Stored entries
%%
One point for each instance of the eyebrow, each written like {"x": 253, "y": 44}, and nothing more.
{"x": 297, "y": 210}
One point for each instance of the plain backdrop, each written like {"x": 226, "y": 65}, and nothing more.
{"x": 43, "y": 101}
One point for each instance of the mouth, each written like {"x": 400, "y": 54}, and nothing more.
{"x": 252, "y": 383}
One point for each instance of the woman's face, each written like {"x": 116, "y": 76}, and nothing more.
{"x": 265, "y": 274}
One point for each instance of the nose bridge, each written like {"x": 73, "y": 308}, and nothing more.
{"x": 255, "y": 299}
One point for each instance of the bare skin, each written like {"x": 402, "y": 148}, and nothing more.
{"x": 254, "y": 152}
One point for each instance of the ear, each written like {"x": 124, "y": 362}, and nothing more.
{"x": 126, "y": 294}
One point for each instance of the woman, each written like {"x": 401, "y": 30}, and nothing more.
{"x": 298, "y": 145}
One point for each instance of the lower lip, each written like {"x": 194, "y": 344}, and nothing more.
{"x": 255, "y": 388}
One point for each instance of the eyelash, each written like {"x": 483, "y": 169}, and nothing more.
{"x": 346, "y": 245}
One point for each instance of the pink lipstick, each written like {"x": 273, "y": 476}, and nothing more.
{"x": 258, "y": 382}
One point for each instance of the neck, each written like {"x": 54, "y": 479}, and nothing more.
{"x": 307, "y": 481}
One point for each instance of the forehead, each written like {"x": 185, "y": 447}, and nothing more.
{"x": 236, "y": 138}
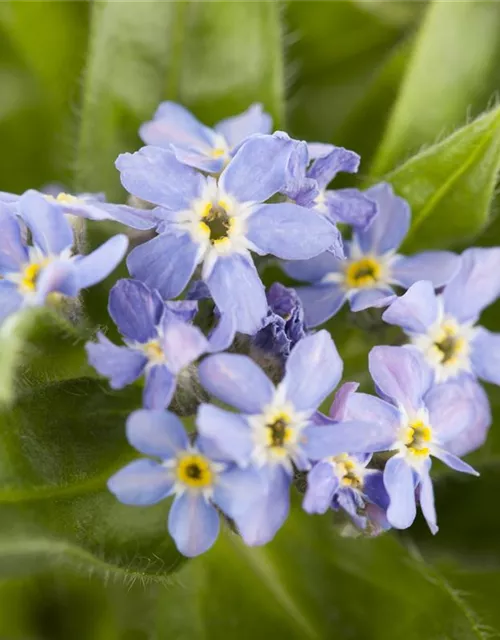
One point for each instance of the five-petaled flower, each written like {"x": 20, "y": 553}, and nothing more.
{"x": 31, "y": 273}
{"x": 199, "y": 479}
{"x": 159, "y": 342}
{"x": 416, "y": 420}
{"x": 218, "y": 223}
{"x": 372, "y": 267}
{"x": 198, "y": 146}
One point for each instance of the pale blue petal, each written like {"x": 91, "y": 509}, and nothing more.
{"x": 120, "y": 364}
{"x": 155, "y": 175}
{"x": 399, "y": 482}
{"x": 193, "y": 523}
{"x": 238, "y": 128}
{"x": 237, "y": 381}
{"x": 135, "y": 309}
{"x": 96, "y": 266}
{"x": 165, "y": 263}
{"x": 229, "y": 433}
{"x": 485, "y": 355}
{"x": 291, "y": 232}
{"x": 322, "y": 484}
{"x": 159, "y": 387}
{"x": 141, "y": 483}
{"x": 416, "y": 310}
{"x": 401, "y": 375}
{"x": 390, "y": 226}
{"x": 438, "y": 267}
{"x": 237, "y": 289}
{"x": 50, "y": 230}
{"x": 156, "y": 433}
{"x": 258, "y": 170}
{"x": 476, "y": 285}
{"x": 313, "y": 370}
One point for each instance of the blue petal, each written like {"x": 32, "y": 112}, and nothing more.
{"x": 438, "y": 267}
{"x": 321, "y": 302}
{"x": 451, "y": 410}
{"x": 238, "y": 128}
{"x": 322, "y": 483}
{"x": 135, "y": 309}
{"x": 260, "y": 523}
{"x": 237, "y": 381}
{"x": 291, "y": 232}
{"x": 401, "y": 375}
{"x": 485, "y": 355}
{"x": 13, "y": 253}
{"x": 237, "y": 289}
{"x": 159, "y": 388}
{"x": 258, "y": 170}
{"x": 100, "y": 263}
{"x": 142, "y": 482}
{"x": 476, "y": 285}
{"x": 325, "y": 168}
{"x": 313, "y": 370}
{"x": 10, "y": 299}
{"x": 165, "y": 263}
{"x": 239, "y": 490}
{"x": 390, "y": 225}
{"x": 49, "y": 228}
{"x": 182, "y": 344}
{"x": 350, "y": 206}
{"x": 399, "y": 482}
{"x": 155, "y": 175}
{"x": 416, "y": 310}
{"x": 120, "y": 364}
{"x": 228, "y": 432}
{"x": 193, "y": 523}
{"x": 453, "y": 462}
{"x": 426, "y": 495}
{"x": 156, "y": 433}
{"x": 315, "y": 269}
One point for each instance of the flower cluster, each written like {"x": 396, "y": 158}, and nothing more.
{"x": 196, "y": 322}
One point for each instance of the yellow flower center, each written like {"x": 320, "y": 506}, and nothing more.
{"x": 417, "y": 437}
{"x": 194, "y": 470}
{"x": 216, "y": 222}
{"x": 364, "y": 272}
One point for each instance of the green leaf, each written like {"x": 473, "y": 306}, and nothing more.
{"x": 450, "y": 186}
{"x": 452, "y": 73}
{"x": 215, "y": 57}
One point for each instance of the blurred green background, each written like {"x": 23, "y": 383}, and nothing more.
{"x": 402, "y": 83}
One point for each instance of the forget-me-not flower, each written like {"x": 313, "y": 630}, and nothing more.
{"x": 159, "y": 342}
{"x": 416, "y": 420}
{"x": 443, "y": 327}
{"x": 199, "y": 480}
{"x": 199, "y": 146}
{"x": 373, "y": 266}
{"x": 30, "y": 273}
{"x": 219, "y": 222}
{"x": 276, "y": 430}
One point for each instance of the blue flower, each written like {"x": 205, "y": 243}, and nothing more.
{"x": 307, "y": 185}
{"x": 92, "y": 206}
{"x": 343, "y": 481}
{"x": 443, "y": 327}
{"x": 276, "y": 429}
{"x": 284, "y": 324}
{"x": 30, "y": 273}
{"x": 218, "y": 223}
{"x": 199, "y": 146}
{"x": 372, "y": 267}
{"x": 159, "y": 342}
{"x": 414, "y": 419}
{"x": 199, "y": 480}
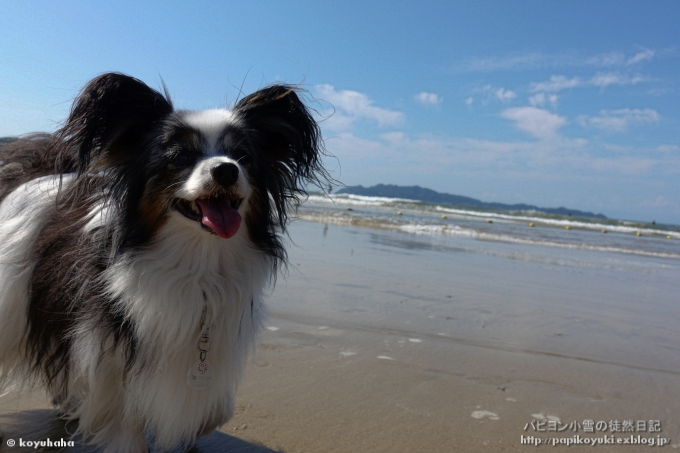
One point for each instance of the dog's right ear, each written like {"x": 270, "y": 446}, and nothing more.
{"x": 109, "y": 123}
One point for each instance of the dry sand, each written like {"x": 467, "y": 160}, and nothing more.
{"x": 390, "y": 342}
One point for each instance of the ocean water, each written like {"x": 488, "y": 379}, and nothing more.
{"x": 519, "y": 227}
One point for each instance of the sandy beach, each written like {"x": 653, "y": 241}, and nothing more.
{"x": 381, "y": 341}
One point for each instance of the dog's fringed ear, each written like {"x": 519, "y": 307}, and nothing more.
{"x": 108, "y": 123}
{"x": 288, "y": 142}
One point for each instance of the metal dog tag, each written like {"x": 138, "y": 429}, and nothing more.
{"x": 200, "y": 376}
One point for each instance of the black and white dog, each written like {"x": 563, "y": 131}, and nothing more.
{"x": 135, "y": 246}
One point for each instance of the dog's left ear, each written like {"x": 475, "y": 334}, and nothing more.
{"x": 287, "y": 140}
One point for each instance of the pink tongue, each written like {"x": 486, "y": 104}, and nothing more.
{"x": 220, "y": 217}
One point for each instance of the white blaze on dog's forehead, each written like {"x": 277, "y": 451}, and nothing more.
{"x": 210, "y": 123}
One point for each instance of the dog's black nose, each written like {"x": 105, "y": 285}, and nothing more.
{"x": 225, "y": 174}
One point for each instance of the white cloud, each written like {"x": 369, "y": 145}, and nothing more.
{"x": 538, "y": 122}
{"x": 504, "y": 95}
{"x": 491, "y": 93}
{"x": 608, "y": 59}
{"x": 619, "y": 120}
{"x": 536, "y": 60}
{"x": 604, "y": 80}
{"x": 428, "y": 98}
{"x": 600, "y": 80}
{"x": 351, "y": 106}
{"x": 661, "y": 202}
{"x": 541, "y": 99}
{"x": 556, "y": 83}
{"x": 644, "y": 55}
{"x": 668, "y": 149}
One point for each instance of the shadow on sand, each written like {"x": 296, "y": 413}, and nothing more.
{"x": 43, "y": 424}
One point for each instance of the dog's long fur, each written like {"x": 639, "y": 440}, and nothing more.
{"x": 106, "y": 274}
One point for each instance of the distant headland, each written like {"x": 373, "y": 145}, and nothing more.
{"x": 431, "y": 196}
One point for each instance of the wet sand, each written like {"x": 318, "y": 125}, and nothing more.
{"x": 381, "y": 341}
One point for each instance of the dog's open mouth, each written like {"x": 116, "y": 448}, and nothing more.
{"x": 217, "y": 214}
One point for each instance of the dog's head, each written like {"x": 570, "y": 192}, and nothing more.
{"x": 212, "y": 170}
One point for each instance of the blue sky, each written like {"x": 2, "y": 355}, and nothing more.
{"x": 571, "y": 105}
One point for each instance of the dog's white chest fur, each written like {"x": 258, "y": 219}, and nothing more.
{"x": 184, "y": 279}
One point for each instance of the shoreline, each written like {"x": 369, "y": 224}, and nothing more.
{"x": 380, "y": 341}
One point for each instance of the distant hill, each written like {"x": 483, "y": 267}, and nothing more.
{"x": 431, "y": 196}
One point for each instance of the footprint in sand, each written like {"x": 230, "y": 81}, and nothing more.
{"x": 482, "y": 414}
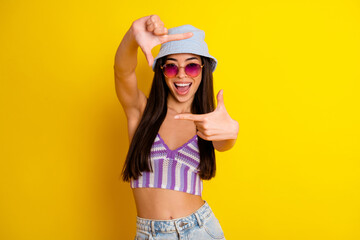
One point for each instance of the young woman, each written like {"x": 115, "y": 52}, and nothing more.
{"x": 174, "y": 132}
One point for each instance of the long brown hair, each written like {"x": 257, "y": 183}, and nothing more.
{"x": 137, "y": 159}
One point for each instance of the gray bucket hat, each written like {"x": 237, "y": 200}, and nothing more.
{"x": 195, "y": 44}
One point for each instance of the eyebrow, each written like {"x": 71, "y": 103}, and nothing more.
{"x": 185, "y": 60}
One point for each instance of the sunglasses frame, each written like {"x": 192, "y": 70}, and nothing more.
{"x": 162, "y": 68}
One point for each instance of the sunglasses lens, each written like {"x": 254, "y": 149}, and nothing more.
{"x": 170, "y": 70}
{"x": 193, "y": 69}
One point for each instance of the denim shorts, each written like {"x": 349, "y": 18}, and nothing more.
{"x": 200, "y": 225}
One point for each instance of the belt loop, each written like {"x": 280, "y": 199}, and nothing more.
{"x": 153, "y": 228}
{"x": 198, "y": 218}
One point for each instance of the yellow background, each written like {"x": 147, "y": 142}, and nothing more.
{"x": 290, "y": 74}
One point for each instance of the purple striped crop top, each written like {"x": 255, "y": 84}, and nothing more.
{"x": 173, "y": 169}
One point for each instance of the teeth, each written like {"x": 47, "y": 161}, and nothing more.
{"x": 182, "y": 84}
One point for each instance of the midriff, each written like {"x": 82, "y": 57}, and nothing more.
{"x": 165, "y": 204}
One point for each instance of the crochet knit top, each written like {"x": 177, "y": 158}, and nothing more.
{"x": 173, "y": 169}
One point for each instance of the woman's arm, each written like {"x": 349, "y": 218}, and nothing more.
{"x": 216, "y": 126}
{"x": 146, "y": 33}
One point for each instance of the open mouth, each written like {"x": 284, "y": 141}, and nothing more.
{"x": 182, "y": 88}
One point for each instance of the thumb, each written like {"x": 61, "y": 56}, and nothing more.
{"x": 149, "y": 56}
{"x": 220, "y": 99}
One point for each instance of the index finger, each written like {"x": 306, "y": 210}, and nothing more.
{"x": 189, "y": 116}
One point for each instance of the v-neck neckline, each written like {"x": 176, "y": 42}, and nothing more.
{"x": 177, "y": 149}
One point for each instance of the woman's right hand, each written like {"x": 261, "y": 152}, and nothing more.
{"x": 149, "y": 32}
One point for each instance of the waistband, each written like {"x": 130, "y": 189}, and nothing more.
{"x": 175, "y": 225}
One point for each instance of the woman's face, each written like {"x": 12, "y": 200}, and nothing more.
{"x": 183, "y": 87}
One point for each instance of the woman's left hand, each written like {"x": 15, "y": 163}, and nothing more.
{"x": 216, "y": 125}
%%
Please put the data above into a numbered list, from the line that contains "One point for each instance of the woman's left" through the final line of the data. Omit any blank lines.

**COMPLETE RESPONSE**:
1. One point for each instance of the woman's left hand, each written like {"x": 15, "y": 163}, and nothing more.
2. {"x": 216, "y": 125}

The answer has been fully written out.